[Begin SOURCE DOCUMENT]
Jota Mombaça until the last morning

A reflection on the 2021 flash floods in Europe, contemplating the reversal of cities into swamps while exploring global atmospheric phenomena.

looped screening
TH 21.03 13:00 - 23:00
FR 22.03 13:00 - 23:00
SA 23.03 12:00 - 23:00

until the last morning, Jota Mombaça, 2023, 13’51", Guinea-Bissau Creole ST EN

Looking at the devastating flash floods of 2021 that affected parts of Belgium, Germany and surrounding countries, Mombaça conjures up a reversal—what of cities that again turn into swamps, a form of dissolution fascists went in terror of (‘Drenare la palude!’, once howled a determined Benito Mussolini) throughout the twentieth century? From Berlin’s locality, we shift our gaze towards a planetary predicament: that of atmospheric phenomena continuously threatening terminal collapse across disparate geographies. 

until the last morning (2023), a newly commissioned video work, was shot among the mangroves and marshlands of Pará, in the Brazilian Amazon. Covering about 700,000 hectares, these mangroves and marshlands depend on a constant influx of freshwater from rainfall and from the Guajará Bay rivers and streams. To that end, the camera pans to the sky, observing cloud formations, their movements and manoeuvres. The ecosystem’s survival depends on this unpredictable choreography—to observe the weather is thus to forecast whether or not a line of continuity can be drawn into the future.
[End SOURCE DOCUMENT]
[Begin DATA SHOWN]
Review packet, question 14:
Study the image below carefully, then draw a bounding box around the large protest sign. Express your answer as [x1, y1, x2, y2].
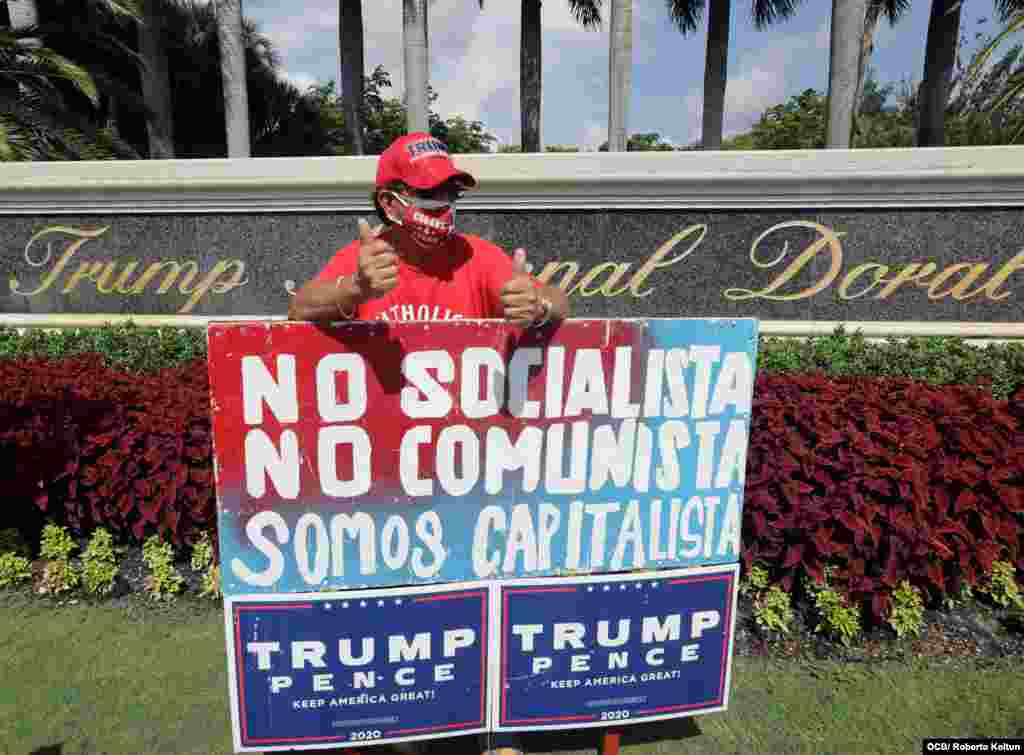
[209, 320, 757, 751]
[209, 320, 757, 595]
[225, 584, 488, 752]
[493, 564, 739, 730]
[End DATA SHOWN]
[Begin DATA SHOWN]
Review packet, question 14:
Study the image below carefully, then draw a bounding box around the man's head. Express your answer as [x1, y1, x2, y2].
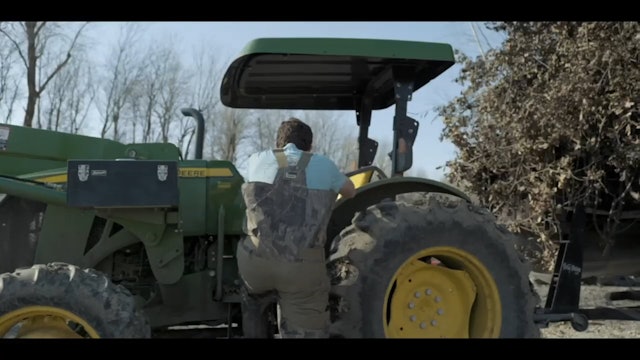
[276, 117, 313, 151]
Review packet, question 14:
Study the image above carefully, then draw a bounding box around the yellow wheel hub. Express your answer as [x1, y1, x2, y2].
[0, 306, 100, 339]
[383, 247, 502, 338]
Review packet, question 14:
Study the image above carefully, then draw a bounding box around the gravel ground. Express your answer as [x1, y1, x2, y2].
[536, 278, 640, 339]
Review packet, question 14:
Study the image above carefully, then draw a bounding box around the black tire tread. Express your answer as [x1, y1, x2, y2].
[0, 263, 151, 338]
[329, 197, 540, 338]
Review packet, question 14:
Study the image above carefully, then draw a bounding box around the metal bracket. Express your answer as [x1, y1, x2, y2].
[End DATA SHOWN]
Continue the text about Jota Mombaça's video work until the last morning, starting right after its final sentence.

| FINAL RESULT |
 

Jota Mombaça is an interdisciplinary artist whose work unfolds in a variety of mediums. The sonic and visual matter of words plays an important role in her practice, which often relates to anti-colonial critique and gender disobedience. Her work has been presented in several institutional frameworks, such as the 32nd and 34th São Paulo Biennale (2016 and 2020/2021), the 22nd Sydney Biennale (2020), the 10th Berlin Biennale (2018) and the 46th Salon Nacional de Artistas in Colombia (2019). Currently, she have been interested in researching elemental forms of sensing, anti-colonial imagination and the relation between opacity and self-preservation in the experience of racialized trans artists in the Global Art World.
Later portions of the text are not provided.